• [GIVEN EXERCISE] Produce an exact copy of the lines from the line that contains "locate gray ceiling -- one point per instance" to the end of the listing below.

════

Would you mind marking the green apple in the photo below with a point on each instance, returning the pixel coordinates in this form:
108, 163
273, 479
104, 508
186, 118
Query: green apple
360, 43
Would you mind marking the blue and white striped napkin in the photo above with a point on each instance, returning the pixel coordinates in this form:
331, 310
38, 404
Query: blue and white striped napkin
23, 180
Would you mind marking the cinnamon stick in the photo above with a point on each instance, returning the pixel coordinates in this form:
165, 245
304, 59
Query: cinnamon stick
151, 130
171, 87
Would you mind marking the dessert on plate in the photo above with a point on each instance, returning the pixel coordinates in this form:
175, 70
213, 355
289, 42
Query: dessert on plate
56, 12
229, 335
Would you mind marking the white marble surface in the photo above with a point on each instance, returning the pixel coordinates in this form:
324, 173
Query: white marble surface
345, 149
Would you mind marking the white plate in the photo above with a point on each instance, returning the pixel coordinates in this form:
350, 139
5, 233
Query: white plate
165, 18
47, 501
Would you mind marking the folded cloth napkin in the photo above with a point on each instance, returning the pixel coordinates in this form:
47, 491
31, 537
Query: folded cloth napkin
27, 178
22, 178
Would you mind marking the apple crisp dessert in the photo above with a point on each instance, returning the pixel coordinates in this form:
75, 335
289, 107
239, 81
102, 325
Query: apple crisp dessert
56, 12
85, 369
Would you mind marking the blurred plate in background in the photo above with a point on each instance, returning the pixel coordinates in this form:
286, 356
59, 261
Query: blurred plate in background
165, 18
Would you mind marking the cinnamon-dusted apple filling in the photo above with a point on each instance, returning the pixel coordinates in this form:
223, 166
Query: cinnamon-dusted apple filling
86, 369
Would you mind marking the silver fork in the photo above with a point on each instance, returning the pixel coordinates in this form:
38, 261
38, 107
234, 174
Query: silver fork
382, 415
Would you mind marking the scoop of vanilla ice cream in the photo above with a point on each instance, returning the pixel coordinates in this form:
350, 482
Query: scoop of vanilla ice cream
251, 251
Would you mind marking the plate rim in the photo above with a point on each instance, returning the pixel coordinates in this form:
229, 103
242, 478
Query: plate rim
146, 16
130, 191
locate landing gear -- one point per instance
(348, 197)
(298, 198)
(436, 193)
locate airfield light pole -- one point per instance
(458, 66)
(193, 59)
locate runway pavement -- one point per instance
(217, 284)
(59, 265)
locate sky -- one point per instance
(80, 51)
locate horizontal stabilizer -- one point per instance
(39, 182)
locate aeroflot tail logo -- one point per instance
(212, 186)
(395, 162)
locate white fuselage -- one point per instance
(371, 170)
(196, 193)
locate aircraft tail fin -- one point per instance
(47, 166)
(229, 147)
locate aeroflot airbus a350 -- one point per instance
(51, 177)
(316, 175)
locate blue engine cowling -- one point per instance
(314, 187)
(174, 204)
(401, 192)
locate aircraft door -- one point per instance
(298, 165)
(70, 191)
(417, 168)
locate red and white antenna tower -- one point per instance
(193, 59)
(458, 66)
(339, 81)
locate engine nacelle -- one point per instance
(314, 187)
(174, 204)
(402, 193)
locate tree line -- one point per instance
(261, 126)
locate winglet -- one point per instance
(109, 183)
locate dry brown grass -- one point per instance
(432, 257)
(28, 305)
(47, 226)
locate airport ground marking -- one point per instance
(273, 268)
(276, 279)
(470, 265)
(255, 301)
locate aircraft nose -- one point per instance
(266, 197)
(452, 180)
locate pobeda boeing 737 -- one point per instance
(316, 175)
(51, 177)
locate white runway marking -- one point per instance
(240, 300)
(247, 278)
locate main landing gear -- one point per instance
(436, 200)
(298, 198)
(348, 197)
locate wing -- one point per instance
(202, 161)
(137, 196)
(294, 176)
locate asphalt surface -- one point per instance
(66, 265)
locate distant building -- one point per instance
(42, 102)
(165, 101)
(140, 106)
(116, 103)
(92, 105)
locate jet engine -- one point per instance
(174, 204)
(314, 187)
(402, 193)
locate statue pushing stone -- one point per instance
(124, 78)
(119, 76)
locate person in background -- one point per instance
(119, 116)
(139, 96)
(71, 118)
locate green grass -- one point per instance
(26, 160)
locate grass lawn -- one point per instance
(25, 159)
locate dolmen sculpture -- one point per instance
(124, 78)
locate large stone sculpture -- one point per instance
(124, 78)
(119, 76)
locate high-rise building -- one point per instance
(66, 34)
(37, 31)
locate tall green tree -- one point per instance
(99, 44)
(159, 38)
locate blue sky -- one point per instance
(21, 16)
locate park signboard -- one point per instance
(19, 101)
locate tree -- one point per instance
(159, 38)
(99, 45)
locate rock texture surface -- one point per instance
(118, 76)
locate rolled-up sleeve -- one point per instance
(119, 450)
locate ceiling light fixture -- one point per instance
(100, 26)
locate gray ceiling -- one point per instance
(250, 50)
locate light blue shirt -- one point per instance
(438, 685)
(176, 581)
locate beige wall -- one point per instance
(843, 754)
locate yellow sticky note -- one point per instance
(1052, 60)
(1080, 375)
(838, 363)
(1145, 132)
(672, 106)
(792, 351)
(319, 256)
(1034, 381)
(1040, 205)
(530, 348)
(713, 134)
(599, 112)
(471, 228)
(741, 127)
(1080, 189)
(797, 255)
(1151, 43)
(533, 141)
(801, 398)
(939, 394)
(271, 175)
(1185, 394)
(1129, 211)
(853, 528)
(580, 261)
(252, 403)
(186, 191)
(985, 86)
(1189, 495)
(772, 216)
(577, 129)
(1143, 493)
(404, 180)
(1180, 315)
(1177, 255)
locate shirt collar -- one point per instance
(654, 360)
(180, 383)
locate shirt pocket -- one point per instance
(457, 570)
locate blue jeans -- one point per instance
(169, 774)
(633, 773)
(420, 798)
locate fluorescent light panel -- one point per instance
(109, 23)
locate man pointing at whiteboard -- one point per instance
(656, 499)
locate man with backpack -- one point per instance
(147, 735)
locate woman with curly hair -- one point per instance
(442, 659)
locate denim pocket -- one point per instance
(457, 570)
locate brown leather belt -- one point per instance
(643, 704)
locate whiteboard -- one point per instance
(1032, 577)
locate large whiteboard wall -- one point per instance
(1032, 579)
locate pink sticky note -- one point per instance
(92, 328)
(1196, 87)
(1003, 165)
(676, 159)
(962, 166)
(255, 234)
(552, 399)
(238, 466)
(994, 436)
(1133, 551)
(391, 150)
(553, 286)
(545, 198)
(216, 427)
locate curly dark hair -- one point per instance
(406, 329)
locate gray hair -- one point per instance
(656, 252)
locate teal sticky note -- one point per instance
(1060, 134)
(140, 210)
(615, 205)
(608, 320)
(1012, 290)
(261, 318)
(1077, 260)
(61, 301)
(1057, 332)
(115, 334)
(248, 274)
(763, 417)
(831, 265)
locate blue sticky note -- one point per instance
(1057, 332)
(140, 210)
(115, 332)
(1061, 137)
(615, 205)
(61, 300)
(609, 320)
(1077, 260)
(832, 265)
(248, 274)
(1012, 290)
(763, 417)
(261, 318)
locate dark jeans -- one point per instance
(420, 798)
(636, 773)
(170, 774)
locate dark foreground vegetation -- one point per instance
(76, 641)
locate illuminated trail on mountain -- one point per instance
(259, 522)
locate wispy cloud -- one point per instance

════

• [WRITTEN RESPONSE]
locate gray ceiling -- one point per instance
(250, 50)
locate light blue shirt -- one point per instance
(438, 685)
(176, 581)
locate beige wall -- one point per instance
(843, 754)
locate yellow sticky note -- one point per instance
(1052, 60)
(1080, 375)
(838, 363)
(1145, 132)
(672, 106)
(792, 351)
(319, 256)
(1034, 381)
(1040, 205)
(530, 348)
(713, 134)
(599, 112)
(471, 228)
(741, 127)
(1080, 189)
(797, 255)
(1151, 43)
(533, 141)
(801, 398)
(939, 394)
(271, 175)
(1185, 394)
(1129, 211)
(853, 528)
(580, 261)
(252, 403)
(186, 191)
(985, 86)
(1189, 495)
(772, 216)
(577, 129)
(1143, 493)
(404, 180)
(1180, 315)
(1177, 255)
locate shirt collar -- one point per instance
(654, 360)
(180, 383)
locate shirt pocket -- one point per instance
(457, 570)
locate blue jeans -- one point per instance
(169, 774)
(633, 773)
(420, 798)
locate fluorescent light panel -- one point per instance
(109, 23)
locate man pointing at whiteboard -- one point per instance
(656, 499)
locate man with backpack -- one point per instance
(147, 735)
locate woman with curly hair -- one point per instance
(442, 659)
locate denim pocket -- one point per instance
(457, 570)
locate brown leather belt -- one point per instance
(643, 704)
locate whiteboard -- one point per instance
(1032, 577)
locate large whiteboard wall -- one point per instance
(1032, 579)
locate pink sticky note -- one point per instance
(92, 328)
(1196, 87)
(1003, 165)
(676, 159)
(962, 166)
(255, 234)
(552, 399)
(238, 466)
(994, 436)
(1133, 551)
(391, 150)
(553, 286)
(545, 198)
(216, 427)
locate curly dark hair -- one point per instance
(406, 329)
locate gray hair -- one point per instance
(656, 252)
locate teal sticky note -- one point per instance
(1060, 134)
(140, 210)
(615, 205)
(608, 320)
(1012, 290)
(261, 318)
(1077, 260)
(61, 301)
(1057, 332)
(115, 334)
(248, 274)
(763, 417)
(831, 265)
locate blue sticky note -- one point per instance
(1057, 332)
(140, 210)
(115, 332)
(1061, 137)
(615, 205)
(61, 300)
(609, 320)
(1077, 260)
(832, 265)
(248, 274)
(1012, 290)
(763, 417)
(261, 318)
locate dark jeans -- one point per instance
(420, 798)
(636, 773)
(170, 774)
locate dark foreground vegetation -- one point per instance
(76, 641)
locate illuminated trail on mountain -- one point per instance
(259, 522)
locate wispy cloud -- one point per instance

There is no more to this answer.